Excerpt to read:
# 2 pipe steam questions



## RealLivePlumber (Jun 22, 2008)

I've got a commercial customer that has a 2 pipe steam system. In the auditorium, there is an air handler, with a steam coil in it. This room was remodeled about a year ago, and there was some repipng/rewiring done on this air handler. It has, however, been working fine up untill now. There is what appears to be a regular Honeywell zone valve on the upper (supply) pipe, the lower (return) pipe travels 12" horizontal, then comes to a tee, with a 6" riser looking up. The pipe continues another foot, to a steam trap. I am told that there is another steam trap further down the line. 

On the top of the 6" riser, there is a coupling, with what appears to be a bushing inside of it. There are no threads in the inside of this supposed bushing. It is open, and spewing water. 

The air handler runs continuously, even with the t'stat removed. I am assuming that there is an aquastat somewhere that is calling the fan to run. 

They started having problems with the fan running continuously on Tuesday, and the maintenance guy changed the t'stat, played with the zone valve, and Lord knows what else, He is pretty knowledgeable with the bldg, though. The open ended tee started spewing water today. 

I gotta go back tomorrow to look at this mess. Any ideas?

Especially as to why that open ended riser would be there?

And why it would be spewing water?


----------



## Airgap (Dec 18, 2008)

Sounds like it could be a vacuum breaker gone bad. they can spew water and steam if they aren't reseating well. That would be an odd place for it to be though. There should be one above the highest point of the steam coil.

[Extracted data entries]
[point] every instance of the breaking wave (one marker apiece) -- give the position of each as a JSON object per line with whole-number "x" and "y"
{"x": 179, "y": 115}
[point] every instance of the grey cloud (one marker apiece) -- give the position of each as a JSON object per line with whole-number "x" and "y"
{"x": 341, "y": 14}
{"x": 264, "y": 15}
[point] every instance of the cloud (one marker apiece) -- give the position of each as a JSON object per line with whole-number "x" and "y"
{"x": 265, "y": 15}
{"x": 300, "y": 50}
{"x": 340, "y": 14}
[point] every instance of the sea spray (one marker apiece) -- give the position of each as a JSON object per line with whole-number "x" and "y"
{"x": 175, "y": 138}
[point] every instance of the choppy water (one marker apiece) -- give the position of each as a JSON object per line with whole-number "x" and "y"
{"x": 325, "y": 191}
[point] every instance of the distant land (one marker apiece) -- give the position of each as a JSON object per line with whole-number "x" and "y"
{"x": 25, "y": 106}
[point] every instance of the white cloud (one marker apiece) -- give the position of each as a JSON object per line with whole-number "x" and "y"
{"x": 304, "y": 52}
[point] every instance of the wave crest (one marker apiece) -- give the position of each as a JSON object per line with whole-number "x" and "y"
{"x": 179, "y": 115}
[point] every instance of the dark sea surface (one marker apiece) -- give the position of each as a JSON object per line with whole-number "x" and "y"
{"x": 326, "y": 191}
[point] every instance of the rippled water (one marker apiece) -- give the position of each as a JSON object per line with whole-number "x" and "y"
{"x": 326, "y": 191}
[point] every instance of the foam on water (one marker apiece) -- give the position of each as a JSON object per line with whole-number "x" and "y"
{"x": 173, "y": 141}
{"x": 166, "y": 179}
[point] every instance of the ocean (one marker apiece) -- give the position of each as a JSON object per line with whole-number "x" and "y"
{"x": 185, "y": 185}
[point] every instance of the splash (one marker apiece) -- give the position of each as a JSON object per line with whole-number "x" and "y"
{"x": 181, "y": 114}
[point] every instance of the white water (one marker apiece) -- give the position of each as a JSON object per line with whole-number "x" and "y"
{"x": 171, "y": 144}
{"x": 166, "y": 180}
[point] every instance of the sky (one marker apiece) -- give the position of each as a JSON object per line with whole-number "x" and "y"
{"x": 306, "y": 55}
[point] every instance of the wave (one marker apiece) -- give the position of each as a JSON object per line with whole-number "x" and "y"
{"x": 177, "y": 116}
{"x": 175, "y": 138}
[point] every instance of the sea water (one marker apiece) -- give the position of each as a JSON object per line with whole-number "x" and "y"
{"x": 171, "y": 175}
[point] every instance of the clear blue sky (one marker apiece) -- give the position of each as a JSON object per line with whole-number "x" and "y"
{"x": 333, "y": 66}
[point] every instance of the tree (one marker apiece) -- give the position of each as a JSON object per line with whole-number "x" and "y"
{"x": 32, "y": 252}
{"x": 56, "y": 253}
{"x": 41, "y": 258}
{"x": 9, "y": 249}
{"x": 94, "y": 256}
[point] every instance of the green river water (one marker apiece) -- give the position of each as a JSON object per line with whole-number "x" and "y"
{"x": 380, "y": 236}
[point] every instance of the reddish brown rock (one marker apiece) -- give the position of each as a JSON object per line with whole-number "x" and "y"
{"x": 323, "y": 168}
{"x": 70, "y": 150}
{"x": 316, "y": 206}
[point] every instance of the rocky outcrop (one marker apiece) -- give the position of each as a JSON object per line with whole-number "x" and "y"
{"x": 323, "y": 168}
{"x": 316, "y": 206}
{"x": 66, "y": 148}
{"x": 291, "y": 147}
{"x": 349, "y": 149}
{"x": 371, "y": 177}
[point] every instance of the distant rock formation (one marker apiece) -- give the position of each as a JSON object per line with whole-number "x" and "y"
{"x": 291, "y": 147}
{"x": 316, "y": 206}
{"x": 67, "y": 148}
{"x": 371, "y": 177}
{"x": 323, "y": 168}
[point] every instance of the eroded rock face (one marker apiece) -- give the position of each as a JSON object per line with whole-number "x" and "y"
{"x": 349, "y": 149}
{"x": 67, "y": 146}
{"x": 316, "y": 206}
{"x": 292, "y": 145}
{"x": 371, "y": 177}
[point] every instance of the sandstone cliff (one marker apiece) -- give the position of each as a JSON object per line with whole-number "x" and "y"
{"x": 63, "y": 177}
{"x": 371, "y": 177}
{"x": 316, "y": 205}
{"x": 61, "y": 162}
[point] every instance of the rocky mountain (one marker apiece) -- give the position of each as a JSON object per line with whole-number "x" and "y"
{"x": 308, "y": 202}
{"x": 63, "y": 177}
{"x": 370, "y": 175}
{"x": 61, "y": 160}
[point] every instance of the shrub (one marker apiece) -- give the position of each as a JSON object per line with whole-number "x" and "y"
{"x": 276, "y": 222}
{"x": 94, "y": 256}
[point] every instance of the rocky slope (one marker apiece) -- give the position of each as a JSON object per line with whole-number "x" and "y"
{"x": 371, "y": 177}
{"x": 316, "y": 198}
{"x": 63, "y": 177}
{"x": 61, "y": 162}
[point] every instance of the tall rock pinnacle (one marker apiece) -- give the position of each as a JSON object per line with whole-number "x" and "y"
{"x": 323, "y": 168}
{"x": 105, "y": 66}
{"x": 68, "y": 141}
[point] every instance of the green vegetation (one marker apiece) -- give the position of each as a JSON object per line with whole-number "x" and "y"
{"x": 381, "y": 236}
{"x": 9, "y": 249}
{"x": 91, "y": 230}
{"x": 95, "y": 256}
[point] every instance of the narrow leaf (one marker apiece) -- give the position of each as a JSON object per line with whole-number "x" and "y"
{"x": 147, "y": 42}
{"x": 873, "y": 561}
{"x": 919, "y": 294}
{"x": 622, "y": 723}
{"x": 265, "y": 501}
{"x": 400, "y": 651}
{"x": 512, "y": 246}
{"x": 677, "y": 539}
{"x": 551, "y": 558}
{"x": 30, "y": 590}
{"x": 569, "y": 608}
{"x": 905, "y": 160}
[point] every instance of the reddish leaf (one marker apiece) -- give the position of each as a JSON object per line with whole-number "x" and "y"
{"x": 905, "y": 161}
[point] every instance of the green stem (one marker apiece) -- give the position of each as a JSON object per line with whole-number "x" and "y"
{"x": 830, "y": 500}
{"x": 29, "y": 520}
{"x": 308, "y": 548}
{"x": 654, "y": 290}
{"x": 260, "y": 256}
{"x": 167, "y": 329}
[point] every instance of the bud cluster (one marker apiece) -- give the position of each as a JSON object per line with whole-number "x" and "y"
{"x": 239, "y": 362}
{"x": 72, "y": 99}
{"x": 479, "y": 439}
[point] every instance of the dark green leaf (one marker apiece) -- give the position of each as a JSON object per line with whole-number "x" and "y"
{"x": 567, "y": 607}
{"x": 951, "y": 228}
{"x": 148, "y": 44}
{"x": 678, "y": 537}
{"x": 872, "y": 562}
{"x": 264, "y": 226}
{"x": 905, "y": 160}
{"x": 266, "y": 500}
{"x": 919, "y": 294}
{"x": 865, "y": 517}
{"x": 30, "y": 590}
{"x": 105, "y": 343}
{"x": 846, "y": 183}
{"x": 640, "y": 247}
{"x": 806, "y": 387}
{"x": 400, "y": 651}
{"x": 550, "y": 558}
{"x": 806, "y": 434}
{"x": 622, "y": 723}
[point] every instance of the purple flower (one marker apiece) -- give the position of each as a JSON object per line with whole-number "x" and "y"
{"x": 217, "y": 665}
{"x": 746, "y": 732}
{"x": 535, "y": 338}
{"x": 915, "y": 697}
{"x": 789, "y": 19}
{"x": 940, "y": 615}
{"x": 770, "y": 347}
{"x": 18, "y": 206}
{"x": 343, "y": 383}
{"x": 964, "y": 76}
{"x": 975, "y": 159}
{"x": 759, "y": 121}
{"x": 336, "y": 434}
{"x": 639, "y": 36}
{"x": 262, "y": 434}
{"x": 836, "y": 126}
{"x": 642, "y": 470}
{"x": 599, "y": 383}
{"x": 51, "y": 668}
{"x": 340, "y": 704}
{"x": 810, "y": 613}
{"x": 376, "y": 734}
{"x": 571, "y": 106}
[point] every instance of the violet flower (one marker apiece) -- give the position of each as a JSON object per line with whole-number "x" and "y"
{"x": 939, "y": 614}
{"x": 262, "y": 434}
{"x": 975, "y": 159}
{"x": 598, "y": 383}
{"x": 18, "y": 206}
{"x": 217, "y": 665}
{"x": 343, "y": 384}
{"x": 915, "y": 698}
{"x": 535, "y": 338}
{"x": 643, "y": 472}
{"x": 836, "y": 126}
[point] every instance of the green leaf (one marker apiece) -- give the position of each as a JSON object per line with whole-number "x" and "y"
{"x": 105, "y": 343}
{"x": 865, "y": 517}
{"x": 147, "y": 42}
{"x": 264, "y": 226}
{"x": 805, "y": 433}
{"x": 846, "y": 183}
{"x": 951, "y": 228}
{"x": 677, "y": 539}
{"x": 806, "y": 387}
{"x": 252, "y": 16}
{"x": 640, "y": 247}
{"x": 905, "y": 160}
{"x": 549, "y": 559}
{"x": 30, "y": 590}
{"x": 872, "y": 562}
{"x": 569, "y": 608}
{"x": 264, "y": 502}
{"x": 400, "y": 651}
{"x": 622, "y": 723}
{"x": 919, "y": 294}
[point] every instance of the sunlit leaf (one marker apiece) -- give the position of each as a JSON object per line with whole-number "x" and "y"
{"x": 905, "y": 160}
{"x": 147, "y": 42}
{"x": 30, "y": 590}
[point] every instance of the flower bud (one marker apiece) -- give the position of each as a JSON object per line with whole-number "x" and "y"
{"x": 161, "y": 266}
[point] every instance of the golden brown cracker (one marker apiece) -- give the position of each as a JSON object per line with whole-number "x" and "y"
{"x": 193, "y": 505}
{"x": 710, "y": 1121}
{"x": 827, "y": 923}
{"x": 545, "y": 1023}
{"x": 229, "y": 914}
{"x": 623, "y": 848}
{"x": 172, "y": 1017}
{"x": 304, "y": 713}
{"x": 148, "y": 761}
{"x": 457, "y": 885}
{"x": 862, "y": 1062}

The problem:
Print the entire two-pipe steam thread above again word for word, from its title through the final reply.

Response below:
# 2 pipe steam questions



## RealLivePlumber (Jun 22, 2008)

I've got a commercial customer that has a 2 pipe steam system. In the auditorium, there is an air handler, with a steam coil in it. This room was remodeled about a year ago, and there was some repipng/rewiring done on this air handler. It has, however, been working fine up untill now. There is what appears to be a regular Honeywell zone valve on the upper (supply) pipe, the lower (return) pipe travels 12" horizontal, then comes to a tee, with a 6" riser looking up. The pipe continues another foot, to a steam trap. I am told that there is another steam trap further down the line. 

On the top of the 6" riser, there is a coupling, with what appears to be a bushing inside of it. There are no threads in the inside of this supposed bushing. It is open, and spewing water. 

The air handler runs continuously, even with the t'stat removed. I am assuming that there is an aquastat somewhere that is calling the fan to run. 

They started having problems with the fan running continuously on Tuesday, and the maintenance guy changed the t'stat, played with the zone valve, and Lord knows what else, He is pretty knowledgeable with the bldg, though. The open ended tee started spewing water today. 

I gotta go back tomorrow to look at this mess. Any ideas?

Especially as to why that open ended riser would be there?

And why it would be spewing water?


----------



## Airgap (Dec 18, 2008)

Sounds like it could be a vacuum breaker gone bad. they can spew water and steam if they aren't reseating well. That would be an odd place for it to be though. There should be one above the highest point of the steam coil.